## WHAT YOU ARE ASKED TO DO
At the line containing "Target: tiger logo", begin setting down the entries exactly, and stop only after the last line.

## AVAILABLE DATA
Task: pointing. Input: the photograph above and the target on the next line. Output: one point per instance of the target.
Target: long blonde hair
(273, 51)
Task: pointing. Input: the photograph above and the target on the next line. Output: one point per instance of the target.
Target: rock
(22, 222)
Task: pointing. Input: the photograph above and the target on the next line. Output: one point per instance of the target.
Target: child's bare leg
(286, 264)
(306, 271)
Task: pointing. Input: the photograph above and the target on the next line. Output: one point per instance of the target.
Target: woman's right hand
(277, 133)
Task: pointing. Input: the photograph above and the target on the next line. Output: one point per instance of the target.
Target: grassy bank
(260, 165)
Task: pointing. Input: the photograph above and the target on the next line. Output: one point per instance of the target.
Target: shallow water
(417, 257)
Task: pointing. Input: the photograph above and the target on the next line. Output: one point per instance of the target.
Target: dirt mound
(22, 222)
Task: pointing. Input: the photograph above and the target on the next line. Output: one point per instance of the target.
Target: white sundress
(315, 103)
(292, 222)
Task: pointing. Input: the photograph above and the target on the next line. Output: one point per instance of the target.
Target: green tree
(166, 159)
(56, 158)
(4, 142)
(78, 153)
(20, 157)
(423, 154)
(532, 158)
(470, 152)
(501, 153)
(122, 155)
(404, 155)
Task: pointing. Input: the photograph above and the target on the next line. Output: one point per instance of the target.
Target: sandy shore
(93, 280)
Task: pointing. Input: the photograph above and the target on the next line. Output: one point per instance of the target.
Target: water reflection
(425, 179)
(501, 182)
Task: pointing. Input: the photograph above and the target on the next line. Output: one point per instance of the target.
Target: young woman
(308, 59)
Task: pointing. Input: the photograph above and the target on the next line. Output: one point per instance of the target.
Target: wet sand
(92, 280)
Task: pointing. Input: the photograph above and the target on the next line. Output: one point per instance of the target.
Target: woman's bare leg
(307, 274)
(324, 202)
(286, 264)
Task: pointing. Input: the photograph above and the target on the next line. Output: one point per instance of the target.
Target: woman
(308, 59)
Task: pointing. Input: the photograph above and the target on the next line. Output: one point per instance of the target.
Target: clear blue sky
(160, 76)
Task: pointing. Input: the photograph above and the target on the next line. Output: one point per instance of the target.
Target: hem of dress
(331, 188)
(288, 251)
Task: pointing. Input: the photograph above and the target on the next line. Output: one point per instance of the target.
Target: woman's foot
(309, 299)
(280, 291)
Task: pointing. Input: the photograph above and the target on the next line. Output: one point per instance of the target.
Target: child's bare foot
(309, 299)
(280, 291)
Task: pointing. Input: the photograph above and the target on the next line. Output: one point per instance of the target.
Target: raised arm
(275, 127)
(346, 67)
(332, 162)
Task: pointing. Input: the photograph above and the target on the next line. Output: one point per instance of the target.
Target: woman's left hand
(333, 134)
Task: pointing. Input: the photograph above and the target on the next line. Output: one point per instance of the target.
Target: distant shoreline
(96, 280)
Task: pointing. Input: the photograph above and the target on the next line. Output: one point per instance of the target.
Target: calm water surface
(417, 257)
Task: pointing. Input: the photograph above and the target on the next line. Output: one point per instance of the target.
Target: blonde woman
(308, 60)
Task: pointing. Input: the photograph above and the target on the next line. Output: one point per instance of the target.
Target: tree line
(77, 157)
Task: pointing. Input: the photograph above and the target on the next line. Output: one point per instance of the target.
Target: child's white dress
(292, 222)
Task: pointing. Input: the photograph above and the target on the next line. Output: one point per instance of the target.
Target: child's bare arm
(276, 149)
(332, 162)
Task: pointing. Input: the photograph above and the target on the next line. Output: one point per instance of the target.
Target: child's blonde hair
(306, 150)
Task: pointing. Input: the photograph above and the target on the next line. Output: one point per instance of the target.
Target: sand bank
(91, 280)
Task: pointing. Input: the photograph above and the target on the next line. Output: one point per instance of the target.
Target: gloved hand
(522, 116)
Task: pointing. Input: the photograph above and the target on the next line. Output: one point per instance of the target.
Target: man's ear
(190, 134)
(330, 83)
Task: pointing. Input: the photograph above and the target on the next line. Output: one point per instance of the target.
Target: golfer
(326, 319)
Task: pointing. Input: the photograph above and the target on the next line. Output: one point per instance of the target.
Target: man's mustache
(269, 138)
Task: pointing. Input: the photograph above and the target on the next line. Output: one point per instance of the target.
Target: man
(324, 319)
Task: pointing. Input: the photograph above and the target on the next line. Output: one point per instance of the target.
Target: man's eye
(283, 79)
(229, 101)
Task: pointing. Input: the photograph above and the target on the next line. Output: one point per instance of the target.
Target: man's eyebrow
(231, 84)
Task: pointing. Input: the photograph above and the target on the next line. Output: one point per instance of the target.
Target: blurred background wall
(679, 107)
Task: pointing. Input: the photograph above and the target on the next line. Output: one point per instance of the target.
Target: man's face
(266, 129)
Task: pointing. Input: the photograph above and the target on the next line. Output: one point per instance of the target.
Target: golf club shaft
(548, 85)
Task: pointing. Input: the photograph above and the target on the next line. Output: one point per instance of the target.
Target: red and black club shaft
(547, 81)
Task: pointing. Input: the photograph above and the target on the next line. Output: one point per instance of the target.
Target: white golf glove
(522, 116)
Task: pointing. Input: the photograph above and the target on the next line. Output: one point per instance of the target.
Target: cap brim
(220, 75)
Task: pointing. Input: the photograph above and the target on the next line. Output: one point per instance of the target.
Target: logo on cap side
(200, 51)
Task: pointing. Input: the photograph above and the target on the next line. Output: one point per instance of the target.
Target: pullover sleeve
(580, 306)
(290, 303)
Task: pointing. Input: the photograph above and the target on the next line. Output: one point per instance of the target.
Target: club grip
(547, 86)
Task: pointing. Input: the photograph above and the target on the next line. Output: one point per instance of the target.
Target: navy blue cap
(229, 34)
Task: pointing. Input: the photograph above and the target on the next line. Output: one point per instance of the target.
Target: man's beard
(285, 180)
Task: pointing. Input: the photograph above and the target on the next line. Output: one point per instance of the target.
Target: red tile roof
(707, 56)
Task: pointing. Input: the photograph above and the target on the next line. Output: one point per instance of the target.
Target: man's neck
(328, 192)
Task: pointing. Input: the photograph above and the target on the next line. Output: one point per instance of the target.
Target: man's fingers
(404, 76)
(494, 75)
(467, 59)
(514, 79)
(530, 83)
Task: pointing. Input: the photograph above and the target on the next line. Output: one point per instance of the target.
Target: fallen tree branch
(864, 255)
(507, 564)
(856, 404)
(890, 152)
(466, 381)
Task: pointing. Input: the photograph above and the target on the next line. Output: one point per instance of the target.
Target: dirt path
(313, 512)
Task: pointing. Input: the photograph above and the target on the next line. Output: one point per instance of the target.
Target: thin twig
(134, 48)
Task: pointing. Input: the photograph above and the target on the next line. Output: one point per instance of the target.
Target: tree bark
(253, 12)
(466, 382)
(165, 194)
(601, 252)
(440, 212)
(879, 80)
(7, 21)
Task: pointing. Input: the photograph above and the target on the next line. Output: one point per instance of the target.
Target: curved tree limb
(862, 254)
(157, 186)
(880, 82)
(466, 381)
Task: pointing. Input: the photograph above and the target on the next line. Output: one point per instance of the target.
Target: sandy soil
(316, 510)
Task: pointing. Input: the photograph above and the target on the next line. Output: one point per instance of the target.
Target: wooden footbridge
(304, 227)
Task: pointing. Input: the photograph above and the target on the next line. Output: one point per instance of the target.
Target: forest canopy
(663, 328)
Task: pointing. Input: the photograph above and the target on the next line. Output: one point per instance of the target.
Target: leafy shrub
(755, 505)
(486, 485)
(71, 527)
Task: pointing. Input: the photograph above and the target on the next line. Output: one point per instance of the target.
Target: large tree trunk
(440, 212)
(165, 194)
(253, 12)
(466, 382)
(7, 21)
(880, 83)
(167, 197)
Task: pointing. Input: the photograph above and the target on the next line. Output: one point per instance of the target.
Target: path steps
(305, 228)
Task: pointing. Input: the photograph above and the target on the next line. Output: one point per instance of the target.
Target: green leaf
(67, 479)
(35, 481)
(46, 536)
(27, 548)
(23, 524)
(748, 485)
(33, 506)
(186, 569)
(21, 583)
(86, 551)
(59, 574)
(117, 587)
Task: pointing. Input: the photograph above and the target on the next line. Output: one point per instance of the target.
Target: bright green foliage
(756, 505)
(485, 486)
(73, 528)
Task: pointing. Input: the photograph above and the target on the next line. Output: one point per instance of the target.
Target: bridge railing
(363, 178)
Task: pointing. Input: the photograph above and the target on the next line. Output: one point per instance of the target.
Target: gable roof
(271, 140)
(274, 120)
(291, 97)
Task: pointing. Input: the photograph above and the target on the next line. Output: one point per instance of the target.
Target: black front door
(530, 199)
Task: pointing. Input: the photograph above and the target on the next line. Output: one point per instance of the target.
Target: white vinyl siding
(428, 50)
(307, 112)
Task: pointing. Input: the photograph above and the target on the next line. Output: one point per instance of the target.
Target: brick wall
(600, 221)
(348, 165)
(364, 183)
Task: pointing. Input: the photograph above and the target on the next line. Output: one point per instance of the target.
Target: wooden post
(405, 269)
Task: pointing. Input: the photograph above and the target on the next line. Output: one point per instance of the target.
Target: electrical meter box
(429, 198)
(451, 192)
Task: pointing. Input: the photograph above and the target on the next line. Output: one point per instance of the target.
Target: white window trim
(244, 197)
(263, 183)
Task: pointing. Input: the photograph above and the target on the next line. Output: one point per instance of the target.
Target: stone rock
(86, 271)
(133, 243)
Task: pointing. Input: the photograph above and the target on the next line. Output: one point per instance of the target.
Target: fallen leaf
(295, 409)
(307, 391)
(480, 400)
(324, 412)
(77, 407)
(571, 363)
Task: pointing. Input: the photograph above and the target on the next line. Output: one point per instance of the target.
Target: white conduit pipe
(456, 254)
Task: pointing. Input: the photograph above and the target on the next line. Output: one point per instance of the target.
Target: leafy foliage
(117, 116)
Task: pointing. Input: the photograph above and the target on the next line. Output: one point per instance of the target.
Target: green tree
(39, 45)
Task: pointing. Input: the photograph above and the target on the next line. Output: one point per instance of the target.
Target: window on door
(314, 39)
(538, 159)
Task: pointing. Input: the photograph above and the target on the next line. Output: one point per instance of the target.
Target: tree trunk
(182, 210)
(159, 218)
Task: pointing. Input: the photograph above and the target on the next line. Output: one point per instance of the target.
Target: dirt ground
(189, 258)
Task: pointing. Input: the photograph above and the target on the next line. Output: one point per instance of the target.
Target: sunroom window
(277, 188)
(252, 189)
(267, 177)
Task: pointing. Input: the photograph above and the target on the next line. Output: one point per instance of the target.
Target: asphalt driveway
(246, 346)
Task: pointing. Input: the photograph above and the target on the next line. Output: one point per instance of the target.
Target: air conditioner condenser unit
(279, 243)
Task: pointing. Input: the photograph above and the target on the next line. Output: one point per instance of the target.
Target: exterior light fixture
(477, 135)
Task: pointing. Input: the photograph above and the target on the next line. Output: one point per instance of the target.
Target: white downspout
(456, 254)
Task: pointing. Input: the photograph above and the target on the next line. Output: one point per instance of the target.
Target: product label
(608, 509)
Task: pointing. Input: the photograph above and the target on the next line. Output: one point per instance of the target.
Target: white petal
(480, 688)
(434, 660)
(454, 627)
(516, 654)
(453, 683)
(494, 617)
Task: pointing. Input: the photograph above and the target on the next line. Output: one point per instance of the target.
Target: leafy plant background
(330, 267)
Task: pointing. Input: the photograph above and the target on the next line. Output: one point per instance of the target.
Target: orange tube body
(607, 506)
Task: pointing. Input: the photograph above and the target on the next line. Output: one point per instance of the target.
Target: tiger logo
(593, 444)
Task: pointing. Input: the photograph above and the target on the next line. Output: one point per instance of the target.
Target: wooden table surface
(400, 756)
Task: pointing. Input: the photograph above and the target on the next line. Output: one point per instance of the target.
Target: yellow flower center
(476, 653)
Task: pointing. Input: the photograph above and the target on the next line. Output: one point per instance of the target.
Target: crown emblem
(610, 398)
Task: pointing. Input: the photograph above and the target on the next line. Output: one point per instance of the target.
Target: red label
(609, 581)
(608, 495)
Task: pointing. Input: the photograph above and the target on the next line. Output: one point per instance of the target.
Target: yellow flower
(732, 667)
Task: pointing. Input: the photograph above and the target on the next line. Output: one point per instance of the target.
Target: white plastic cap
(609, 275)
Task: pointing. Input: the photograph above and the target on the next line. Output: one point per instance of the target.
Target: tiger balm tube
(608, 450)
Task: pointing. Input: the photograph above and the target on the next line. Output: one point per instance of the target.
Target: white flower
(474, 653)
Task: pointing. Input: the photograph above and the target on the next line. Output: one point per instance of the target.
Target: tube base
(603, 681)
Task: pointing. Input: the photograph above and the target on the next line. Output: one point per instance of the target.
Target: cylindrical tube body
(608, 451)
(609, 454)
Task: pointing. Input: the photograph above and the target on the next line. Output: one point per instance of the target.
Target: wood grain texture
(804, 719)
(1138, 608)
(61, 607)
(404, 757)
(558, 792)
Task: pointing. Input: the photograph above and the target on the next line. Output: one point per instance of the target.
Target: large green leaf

## TASK RESPONSE
Target: tiger logo
(593, 444)
Task: pointing. Input: the photograph above and the target on the next line. Output: one point per instance of the target.
Target: wooden table surface
(400, 756)
Task: pointing. Input: the photograph above and the target on the next line. Output: one point per instance of the target.
Target: yellow flower center
(476, 653)
Task: pointing. Input: the photograph above and the target on the next line. Output: one point per instance of the target.
Target: crown emblem
(610, 398)
Task: pointing. Input: the photograph above and the target on the next line. Output: one point per instance of the target.
Target: red label
(609, 581)
(608, 495)
Task: pointing. Input: the photograph above and the target on the next line. Output: one point per instance of the target.
Target: yellow flower
(732, 667)
Task: pointing. Input: the photograph above and the target on the next line. Output: one point per instance of the target.
Target: white plastic cap
(609, 275)
Task: pointing. Input: the photograph above and the target on the next line. Output: one point per instance of the target.
Target: tiger balm tube
(608, 450)
Task: pointing. Input: the photograph above and the target on the next line. Output: one point per instance of the target.
Target: white flower
(474, 653)
Task: pointing. Input: the photograph above and the target on the next line. Output: one point per instance of the target.
Target: tube base
(603, 681)
Task: pointing. Input: the photograph above and the target on the next line. Output: one point per instance of the target.
Target: cylindrical tube body
(608, 451)
(609, 454)
Task: pointing. Input: the photograph above and the target on the next line. Output: one point per instance of the target.
Target: wood grain texture
(804, 719)
(1138, 608)
(61, 607)
(404, 757)
(558, 792)
Task: pointing. Input: the photograph above and the target on the next line. Output: one point per instance of the target.
Target: large green leaf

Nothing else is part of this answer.